**What the task requires:** Count the lines in the material below that contain the word "mountain" and reply with that number alone.
[Material shown start]
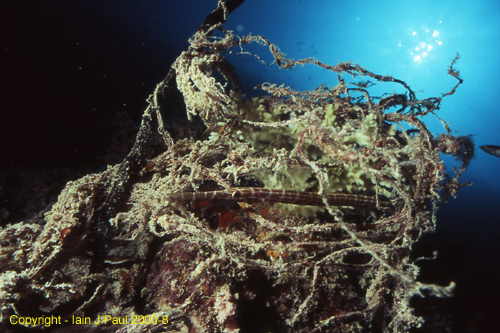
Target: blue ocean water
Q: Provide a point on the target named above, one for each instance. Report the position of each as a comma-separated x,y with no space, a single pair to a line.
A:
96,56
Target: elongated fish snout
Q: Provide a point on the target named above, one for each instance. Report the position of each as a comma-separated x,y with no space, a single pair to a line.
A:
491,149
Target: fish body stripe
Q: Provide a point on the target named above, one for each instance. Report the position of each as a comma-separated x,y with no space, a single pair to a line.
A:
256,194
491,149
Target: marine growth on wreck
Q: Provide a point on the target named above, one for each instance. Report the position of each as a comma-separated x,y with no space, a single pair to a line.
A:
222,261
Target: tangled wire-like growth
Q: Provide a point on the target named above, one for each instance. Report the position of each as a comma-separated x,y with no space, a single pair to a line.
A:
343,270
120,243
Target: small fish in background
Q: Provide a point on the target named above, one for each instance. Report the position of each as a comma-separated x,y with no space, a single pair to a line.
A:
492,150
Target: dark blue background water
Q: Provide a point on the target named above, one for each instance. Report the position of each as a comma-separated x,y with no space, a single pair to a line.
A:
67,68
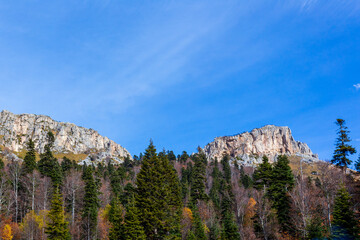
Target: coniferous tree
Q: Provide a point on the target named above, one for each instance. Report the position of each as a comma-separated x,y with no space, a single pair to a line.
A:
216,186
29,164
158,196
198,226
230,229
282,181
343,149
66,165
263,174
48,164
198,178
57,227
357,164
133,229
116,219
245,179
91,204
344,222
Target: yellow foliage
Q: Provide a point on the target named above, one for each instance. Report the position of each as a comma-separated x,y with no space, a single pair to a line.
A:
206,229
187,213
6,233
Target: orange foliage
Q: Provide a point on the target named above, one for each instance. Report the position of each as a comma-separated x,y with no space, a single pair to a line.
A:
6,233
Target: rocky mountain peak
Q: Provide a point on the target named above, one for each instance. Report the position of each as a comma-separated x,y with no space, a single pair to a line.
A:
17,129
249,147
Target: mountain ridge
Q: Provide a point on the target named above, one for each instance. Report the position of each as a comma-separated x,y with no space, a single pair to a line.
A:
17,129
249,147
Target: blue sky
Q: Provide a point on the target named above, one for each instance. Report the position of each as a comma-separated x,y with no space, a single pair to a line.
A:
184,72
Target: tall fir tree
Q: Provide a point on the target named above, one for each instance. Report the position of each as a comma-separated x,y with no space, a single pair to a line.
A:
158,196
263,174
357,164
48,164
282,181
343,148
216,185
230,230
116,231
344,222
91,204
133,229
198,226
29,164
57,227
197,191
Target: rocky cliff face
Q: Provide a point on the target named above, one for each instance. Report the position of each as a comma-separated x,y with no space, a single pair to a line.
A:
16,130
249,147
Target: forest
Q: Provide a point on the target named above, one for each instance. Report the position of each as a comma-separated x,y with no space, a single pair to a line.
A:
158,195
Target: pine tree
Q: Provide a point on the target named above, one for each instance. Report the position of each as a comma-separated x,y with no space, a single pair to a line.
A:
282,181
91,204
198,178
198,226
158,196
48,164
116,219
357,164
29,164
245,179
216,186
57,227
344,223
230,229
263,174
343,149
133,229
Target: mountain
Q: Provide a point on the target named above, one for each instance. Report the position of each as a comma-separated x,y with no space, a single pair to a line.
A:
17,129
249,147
[Material shown end]
[Material shown start]
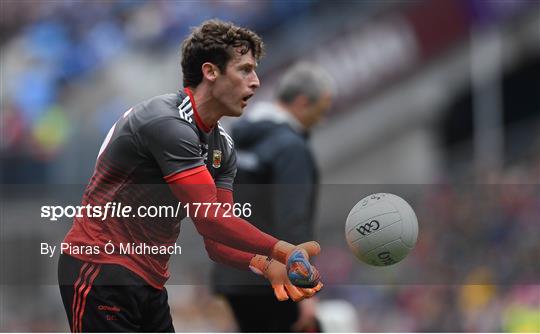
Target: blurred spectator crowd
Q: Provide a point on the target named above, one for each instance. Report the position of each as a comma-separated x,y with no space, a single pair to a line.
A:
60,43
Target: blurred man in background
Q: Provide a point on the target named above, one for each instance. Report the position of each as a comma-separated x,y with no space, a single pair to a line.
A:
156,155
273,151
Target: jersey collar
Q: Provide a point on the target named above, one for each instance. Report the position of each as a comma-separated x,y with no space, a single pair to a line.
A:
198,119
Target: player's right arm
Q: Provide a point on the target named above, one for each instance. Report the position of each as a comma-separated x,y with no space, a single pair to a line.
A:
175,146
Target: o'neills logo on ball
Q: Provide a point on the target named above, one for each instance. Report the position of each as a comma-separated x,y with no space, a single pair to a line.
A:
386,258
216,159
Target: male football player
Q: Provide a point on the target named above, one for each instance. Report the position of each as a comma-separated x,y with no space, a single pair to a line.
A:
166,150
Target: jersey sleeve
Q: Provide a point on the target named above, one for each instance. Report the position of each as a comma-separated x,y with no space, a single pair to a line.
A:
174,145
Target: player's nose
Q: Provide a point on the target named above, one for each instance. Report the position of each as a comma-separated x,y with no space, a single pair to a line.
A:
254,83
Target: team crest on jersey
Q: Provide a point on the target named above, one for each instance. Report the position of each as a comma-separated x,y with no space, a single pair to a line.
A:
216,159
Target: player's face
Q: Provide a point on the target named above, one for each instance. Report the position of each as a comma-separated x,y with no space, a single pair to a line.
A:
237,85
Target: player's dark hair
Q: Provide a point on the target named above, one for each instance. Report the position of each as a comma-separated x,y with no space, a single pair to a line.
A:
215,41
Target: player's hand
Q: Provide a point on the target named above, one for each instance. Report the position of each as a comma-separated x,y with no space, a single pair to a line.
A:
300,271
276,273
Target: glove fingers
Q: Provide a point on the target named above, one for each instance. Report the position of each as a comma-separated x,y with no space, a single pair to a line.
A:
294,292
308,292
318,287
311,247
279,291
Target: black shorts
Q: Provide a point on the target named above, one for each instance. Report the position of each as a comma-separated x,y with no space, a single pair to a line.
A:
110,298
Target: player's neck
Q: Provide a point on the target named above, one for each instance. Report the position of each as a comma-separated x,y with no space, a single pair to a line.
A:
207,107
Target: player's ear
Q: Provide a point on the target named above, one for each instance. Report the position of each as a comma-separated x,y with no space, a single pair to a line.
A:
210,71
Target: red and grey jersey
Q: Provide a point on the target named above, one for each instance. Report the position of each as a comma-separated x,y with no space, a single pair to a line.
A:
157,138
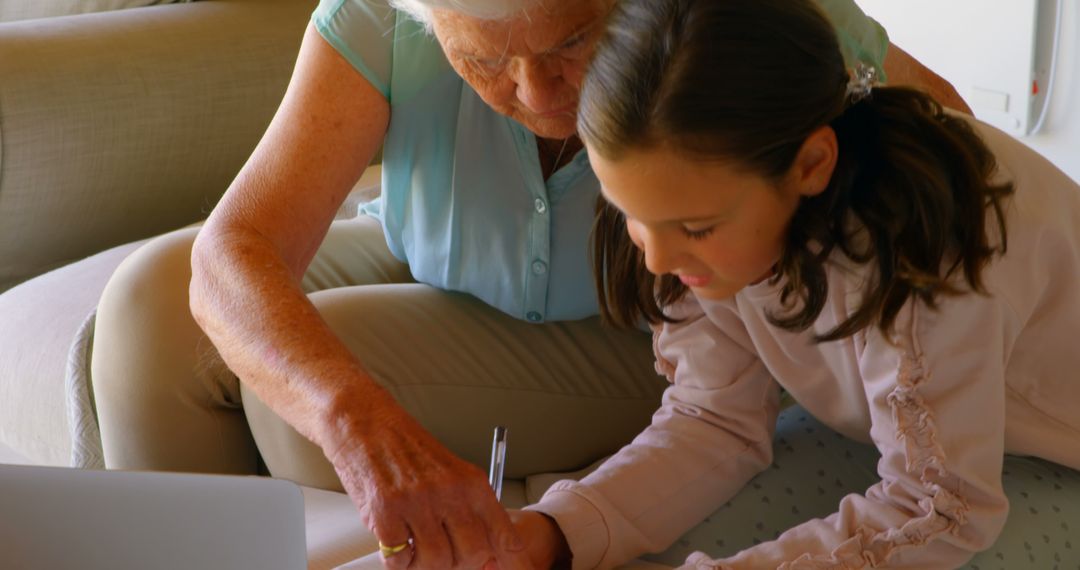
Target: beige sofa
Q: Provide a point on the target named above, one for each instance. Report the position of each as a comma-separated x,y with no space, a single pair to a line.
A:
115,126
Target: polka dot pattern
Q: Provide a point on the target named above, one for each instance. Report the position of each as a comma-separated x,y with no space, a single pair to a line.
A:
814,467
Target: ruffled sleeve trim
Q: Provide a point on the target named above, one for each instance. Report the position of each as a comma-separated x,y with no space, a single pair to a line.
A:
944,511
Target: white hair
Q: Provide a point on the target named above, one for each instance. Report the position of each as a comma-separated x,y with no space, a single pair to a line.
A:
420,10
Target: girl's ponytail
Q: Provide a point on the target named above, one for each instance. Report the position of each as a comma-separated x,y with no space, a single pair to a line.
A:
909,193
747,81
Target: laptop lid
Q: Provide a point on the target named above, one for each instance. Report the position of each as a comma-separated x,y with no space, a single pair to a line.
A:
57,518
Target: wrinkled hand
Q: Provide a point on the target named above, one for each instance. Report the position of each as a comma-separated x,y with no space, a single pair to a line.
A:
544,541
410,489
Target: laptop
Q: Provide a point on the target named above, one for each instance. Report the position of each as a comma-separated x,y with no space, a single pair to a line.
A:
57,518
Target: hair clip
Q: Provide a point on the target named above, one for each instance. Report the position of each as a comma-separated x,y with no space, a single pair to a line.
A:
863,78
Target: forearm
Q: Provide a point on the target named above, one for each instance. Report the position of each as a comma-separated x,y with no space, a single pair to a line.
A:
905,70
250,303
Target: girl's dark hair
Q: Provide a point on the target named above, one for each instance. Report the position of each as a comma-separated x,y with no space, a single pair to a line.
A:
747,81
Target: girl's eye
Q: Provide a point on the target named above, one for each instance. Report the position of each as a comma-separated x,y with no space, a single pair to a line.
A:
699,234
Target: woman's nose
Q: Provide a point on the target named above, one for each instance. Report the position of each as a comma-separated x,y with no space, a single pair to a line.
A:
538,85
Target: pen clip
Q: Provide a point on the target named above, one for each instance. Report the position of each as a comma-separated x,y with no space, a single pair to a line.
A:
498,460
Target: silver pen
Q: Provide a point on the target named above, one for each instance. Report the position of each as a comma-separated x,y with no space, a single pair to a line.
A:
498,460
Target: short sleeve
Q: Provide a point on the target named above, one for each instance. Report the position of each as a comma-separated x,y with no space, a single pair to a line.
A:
[Material shown end]
[Material shown start]
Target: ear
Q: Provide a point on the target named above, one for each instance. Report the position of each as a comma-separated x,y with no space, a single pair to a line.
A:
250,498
[Material shown end]
**Solution to this problem:** 3